> **WHAT THIS TASK INVOLVES**:
In the records below, find each line containing the word "yellow" and copy it.

PROVIDED DATA: Begin

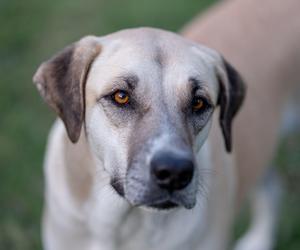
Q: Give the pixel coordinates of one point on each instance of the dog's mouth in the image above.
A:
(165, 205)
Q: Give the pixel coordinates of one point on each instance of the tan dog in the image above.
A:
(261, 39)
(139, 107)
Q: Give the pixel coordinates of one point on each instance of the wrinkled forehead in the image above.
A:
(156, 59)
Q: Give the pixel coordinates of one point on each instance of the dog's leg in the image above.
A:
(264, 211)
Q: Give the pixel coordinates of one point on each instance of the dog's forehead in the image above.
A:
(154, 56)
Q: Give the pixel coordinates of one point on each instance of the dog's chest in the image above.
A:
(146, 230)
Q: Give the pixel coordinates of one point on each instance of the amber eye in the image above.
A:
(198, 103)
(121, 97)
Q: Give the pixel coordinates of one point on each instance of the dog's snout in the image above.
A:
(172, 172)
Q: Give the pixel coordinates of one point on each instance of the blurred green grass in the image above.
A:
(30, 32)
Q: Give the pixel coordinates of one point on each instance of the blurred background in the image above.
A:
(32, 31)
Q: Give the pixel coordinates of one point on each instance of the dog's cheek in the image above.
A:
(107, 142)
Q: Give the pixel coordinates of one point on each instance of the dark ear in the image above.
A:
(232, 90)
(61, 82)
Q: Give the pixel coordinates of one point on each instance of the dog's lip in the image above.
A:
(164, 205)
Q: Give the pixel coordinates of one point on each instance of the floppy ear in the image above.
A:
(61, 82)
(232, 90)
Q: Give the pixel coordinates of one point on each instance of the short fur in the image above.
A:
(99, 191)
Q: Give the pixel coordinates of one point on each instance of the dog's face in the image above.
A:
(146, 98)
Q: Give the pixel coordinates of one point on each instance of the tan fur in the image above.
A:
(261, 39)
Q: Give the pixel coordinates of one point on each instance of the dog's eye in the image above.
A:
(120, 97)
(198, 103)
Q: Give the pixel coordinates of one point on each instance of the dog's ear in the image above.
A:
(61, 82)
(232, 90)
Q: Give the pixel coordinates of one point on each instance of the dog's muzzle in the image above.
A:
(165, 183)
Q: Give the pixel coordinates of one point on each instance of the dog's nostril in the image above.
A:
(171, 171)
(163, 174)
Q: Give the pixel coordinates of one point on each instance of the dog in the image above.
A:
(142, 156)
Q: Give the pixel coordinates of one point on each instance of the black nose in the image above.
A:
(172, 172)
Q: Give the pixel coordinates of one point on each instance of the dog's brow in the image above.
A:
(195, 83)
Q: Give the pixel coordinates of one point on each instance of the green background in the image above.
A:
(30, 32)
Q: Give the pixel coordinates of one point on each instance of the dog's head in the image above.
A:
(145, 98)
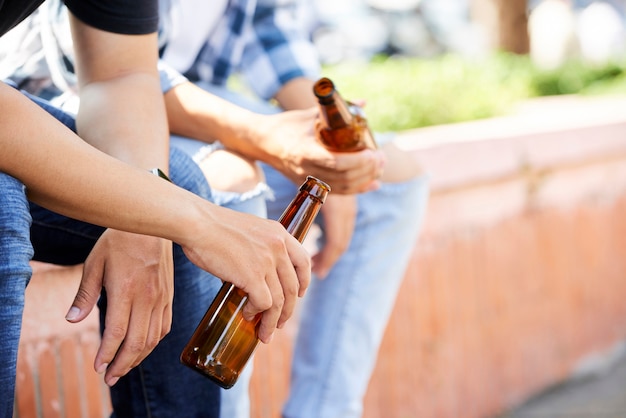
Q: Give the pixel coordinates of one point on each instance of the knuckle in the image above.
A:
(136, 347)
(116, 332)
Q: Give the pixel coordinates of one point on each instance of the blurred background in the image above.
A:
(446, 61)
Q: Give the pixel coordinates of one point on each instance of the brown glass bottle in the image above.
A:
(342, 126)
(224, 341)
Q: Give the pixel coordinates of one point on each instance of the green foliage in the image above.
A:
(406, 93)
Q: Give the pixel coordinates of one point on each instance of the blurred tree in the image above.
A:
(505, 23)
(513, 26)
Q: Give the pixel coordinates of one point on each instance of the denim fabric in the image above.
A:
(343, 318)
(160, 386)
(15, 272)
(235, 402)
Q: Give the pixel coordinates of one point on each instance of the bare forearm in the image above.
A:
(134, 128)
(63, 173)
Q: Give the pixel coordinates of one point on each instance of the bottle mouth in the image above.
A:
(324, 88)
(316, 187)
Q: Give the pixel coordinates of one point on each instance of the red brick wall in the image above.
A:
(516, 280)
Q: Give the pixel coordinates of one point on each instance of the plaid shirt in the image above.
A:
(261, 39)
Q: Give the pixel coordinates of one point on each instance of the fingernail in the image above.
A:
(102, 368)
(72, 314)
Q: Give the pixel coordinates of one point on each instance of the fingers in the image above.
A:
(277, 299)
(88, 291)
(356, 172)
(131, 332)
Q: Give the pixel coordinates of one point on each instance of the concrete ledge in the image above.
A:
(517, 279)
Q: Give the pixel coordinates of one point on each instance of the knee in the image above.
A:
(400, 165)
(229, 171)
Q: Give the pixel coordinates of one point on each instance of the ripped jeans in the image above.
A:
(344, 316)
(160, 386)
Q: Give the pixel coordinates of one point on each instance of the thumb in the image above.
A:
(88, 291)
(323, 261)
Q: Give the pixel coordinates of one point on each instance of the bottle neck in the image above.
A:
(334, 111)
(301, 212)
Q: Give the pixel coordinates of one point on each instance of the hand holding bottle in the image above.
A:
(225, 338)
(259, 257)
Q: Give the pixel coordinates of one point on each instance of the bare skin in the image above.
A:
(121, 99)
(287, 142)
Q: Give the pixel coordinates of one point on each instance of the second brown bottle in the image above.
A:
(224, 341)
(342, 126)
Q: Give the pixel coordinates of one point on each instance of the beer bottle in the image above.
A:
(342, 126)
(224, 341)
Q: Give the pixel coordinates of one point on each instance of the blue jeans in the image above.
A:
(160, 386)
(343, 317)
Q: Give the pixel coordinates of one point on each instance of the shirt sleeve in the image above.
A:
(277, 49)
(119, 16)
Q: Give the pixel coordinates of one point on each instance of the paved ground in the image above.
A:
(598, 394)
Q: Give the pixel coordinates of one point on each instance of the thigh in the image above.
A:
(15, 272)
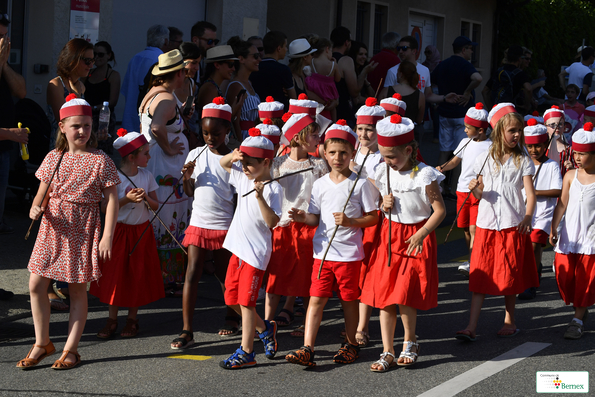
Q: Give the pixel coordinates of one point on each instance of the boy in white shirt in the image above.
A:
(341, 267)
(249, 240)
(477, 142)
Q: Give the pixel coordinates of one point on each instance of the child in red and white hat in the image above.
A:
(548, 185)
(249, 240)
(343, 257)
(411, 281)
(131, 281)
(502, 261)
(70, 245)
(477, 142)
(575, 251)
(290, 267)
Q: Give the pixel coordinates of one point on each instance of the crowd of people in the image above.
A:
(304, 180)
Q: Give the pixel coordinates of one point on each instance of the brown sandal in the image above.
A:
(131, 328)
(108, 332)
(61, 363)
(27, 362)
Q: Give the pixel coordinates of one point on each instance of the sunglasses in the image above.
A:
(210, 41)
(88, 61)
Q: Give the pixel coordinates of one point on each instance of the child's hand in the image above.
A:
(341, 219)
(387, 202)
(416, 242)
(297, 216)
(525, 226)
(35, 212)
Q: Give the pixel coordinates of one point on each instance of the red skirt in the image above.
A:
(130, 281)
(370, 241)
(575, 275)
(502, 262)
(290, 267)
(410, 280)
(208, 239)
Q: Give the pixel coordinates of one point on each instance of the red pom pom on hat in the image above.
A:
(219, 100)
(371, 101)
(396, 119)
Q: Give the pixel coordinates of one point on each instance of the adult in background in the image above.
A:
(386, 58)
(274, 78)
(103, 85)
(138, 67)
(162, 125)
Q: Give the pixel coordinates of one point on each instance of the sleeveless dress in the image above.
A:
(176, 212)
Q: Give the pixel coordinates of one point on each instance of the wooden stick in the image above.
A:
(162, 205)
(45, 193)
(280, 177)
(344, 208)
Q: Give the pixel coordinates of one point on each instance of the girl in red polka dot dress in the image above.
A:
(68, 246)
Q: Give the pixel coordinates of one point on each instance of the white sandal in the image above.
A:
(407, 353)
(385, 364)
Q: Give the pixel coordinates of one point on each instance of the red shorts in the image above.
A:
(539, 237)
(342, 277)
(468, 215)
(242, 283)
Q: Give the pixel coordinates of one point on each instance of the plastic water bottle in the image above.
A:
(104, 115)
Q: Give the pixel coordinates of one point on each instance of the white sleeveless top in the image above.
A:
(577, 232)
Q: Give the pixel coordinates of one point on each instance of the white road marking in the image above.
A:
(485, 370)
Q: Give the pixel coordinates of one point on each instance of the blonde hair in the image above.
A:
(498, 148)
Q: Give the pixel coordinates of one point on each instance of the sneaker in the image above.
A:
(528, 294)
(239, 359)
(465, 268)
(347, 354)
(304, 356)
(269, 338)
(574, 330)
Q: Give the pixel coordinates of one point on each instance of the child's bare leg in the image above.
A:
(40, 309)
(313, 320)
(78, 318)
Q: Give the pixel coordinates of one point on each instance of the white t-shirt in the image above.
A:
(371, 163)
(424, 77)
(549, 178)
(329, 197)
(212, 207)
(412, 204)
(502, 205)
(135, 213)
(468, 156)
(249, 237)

PROVIDED DATA: End
PROVIDED DATA: Begin

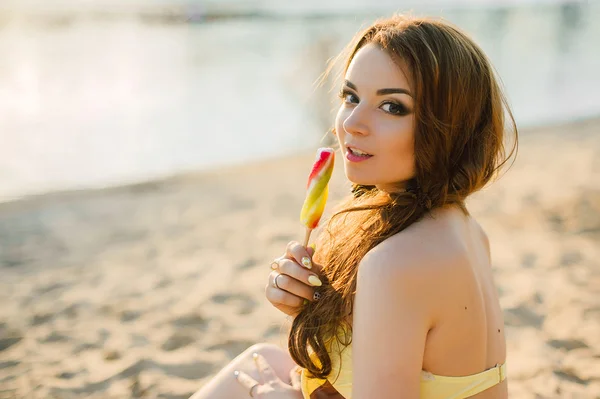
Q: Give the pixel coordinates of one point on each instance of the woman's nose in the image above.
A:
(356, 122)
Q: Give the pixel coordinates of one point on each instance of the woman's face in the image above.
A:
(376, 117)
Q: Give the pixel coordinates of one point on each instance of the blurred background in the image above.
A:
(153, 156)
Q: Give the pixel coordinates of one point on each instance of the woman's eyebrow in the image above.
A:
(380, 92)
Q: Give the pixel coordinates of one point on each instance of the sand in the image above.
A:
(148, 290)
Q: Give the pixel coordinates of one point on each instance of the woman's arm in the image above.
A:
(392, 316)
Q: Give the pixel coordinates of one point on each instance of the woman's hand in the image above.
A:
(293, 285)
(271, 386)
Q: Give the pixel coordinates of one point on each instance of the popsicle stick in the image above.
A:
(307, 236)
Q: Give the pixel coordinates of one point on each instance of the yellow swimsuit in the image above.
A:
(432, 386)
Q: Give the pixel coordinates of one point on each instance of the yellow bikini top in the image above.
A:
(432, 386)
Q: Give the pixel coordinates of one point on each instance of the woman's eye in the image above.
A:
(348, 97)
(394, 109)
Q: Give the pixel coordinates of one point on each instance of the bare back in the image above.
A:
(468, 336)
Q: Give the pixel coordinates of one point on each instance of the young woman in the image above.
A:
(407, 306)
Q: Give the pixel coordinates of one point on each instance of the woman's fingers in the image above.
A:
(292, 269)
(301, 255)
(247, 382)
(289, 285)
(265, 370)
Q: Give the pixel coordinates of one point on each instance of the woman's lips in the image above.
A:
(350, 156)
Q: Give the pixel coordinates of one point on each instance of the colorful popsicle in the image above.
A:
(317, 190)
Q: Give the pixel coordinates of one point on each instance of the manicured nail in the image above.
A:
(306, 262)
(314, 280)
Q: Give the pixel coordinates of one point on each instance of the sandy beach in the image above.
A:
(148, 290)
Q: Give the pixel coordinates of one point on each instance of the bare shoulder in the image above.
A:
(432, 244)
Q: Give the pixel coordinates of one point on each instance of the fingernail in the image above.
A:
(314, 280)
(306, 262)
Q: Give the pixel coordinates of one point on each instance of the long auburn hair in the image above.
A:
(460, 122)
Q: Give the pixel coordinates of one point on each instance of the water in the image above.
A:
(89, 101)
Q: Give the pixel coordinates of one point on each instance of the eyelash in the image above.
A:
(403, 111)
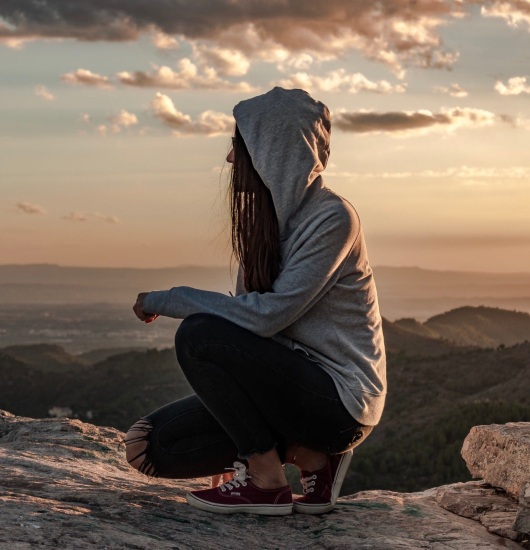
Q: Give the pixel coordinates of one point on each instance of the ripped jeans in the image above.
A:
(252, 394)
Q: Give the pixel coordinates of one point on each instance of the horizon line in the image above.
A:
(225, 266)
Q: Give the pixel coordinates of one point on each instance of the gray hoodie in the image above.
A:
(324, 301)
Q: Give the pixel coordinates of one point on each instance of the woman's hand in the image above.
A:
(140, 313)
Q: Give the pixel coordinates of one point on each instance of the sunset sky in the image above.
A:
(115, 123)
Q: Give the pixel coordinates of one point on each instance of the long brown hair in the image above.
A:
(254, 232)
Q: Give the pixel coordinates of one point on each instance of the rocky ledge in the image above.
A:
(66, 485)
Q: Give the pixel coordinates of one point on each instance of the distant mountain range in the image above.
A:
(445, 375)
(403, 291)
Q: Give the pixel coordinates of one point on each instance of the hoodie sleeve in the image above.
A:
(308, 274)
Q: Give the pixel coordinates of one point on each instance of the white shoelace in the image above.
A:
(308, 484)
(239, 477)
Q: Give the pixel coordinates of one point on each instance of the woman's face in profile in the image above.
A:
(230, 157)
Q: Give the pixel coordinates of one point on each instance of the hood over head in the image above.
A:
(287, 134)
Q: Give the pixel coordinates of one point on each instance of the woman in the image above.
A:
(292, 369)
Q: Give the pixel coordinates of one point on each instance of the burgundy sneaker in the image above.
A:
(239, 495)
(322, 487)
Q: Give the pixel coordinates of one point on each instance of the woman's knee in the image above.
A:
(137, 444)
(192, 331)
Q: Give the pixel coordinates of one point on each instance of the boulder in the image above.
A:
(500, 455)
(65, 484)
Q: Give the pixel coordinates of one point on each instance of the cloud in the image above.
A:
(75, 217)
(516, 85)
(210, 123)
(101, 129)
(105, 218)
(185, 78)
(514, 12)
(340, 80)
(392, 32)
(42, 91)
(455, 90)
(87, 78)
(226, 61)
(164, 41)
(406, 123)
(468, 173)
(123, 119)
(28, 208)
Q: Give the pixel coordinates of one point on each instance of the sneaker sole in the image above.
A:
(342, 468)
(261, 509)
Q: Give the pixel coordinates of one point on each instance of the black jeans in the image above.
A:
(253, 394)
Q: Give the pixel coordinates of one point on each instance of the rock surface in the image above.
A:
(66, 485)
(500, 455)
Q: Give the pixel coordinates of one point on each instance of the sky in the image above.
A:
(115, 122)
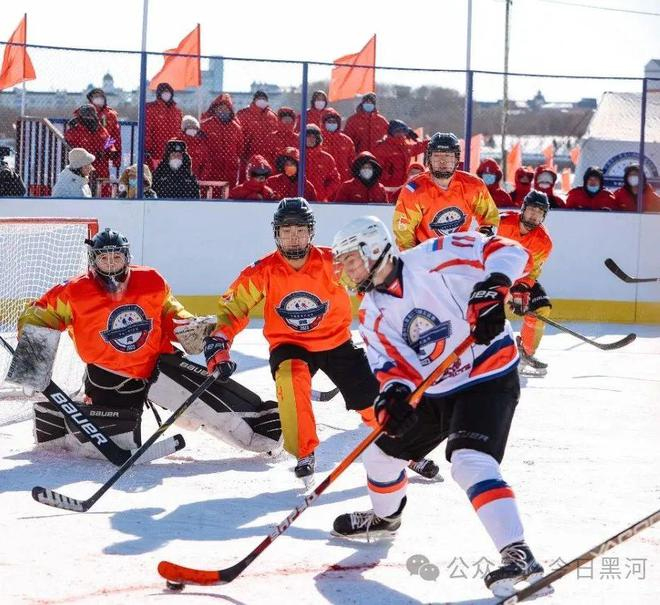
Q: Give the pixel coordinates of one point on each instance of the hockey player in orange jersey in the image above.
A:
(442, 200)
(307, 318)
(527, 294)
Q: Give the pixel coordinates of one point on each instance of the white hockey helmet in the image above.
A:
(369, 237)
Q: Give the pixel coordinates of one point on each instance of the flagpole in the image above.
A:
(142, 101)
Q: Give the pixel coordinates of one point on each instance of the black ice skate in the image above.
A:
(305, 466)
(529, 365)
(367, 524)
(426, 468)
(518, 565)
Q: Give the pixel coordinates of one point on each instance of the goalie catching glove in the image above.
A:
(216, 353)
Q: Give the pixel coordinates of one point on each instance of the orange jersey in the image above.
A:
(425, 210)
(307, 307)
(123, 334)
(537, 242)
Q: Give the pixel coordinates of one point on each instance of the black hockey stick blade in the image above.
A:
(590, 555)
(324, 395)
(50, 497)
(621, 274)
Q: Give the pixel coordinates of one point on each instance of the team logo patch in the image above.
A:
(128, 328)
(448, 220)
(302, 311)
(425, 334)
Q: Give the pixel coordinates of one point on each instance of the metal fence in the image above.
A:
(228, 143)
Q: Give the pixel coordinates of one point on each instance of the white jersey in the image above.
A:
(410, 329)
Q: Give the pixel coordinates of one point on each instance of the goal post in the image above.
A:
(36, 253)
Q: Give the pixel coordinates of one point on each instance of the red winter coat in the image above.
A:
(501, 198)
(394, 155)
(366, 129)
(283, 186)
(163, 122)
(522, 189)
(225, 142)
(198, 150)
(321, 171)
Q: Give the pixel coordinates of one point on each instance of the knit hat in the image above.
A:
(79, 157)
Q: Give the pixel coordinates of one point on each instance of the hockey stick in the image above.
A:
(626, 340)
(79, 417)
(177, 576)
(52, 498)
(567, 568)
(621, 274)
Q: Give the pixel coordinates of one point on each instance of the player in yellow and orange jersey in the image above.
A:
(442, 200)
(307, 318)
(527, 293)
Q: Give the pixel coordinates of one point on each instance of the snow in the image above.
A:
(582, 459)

PROVIDED DATA: End

> **RESPONSE TO THE TASK**:
Q: Give the pixel coordinates of one point on each instance of the yellow swimsuit in the image above.
Q: Give the pixel coordinates of one point on each instance of the yellow bikini top in the image above.
Q: Give the pixel coordinates of one point on each instance of the player in yellow and orange jersey in the image above.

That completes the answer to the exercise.